WORK TO BE COMPLETED — Please read the text below on COVID-19 strains and state how many current strains of the virus it reports.

TEXT FOR ANALYSIS —

Want to see the COVID-19 strains circulating near you? Click here, scroll down to the world map, and press “play” to see an animated representation.
Researchers from hundreds of universities and laboratories worldwide are collecting samples of COVID-19 (1,500 so far), sequencing their genomes, and uploading them onto an open-source site called Next Strain, where scientists can track how the virus travels and changes around the world. It’s fascinating from a scientific standpoint, albeit frightening.
COVID-19 is mutating slowly, with eight current strains, making a long-lasting vaccine more feasible. And outbreaks are easy to track. Current findings:
- Washington state’s outbreaks come from two strains, one likely a man who returned from Wuhan, China, and one from Europe
- Most cases on the West Coast are likely connected to the aforementioned Washington man, while East Coast outbreaks include strains from Washington state, China, and Europe.
- U.S. long-distance transmissions are continuing, intermingling virus strains from across the country, meaning that strains are not staying local and contained
- Europe’s strains are moving across borders, mixing strains across the continent.
- Recent cases have likely spread from Iran back into to Asia.
- Local transmissions are likely taking place in New South Wales, Australia, and Kinshasa, DRC
A disclaimer: This data is not a perfect picture. Of the half million confirmed cases worldwide, only 1,500 of them are tracked here. For now, the researchers tell USA Today that some social isolation efforts are working, and that all strains appear similar, with none growing significantly more lethal. In this news cycle, that counts as good news.

SOURCE INFORMATION —
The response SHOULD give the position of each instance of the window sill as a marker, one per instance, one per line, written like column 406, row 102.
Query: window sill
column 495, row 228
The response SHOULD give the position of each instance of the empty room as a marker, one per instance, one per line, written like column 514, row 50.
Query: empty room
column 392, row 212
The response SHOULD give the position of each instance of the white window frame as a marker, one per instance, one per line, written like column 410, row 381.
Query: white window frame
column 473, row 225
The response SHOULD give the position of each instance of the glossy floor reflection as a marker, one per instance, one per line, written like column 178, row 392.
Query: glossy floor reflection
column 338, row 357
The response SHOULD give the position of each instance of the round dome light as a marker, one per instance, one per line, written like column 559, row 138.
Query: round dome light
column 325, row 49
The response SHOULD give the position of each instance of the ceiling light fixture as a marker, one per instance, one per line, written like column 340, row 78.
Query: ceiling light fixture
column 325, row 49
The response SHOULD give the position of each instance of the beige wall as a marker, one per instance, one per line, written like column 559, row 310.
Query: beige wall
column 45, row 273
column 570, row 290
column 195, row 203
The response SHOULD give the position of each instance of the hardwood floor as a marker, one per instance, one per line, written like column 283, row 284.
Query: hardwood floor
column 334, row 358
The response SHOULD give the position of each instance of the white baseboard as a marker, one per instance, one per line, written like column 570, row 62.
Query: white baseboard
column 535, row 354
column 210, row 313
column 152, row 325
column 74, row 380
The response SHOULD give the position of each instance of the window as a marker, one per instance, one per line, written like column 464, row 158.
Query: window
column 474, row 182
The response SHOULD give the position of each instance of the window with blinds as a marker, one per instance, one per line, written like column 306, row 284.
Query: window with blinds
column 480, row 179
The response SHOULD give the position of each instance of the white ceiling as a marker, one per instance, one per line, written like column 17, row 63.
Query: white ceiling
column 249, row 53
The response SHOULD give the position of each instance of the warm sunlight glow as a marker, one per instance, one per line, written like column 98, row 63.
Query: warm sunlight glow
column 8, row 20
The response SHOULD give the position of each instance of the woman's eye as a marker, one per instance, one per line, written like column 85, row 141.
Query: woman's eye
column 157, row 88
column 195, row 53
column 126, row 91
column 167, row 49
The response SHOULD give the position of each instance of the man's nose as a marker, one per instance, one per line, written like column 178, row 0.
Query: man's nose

SOLUTION TO THIS PROBLEM — Eight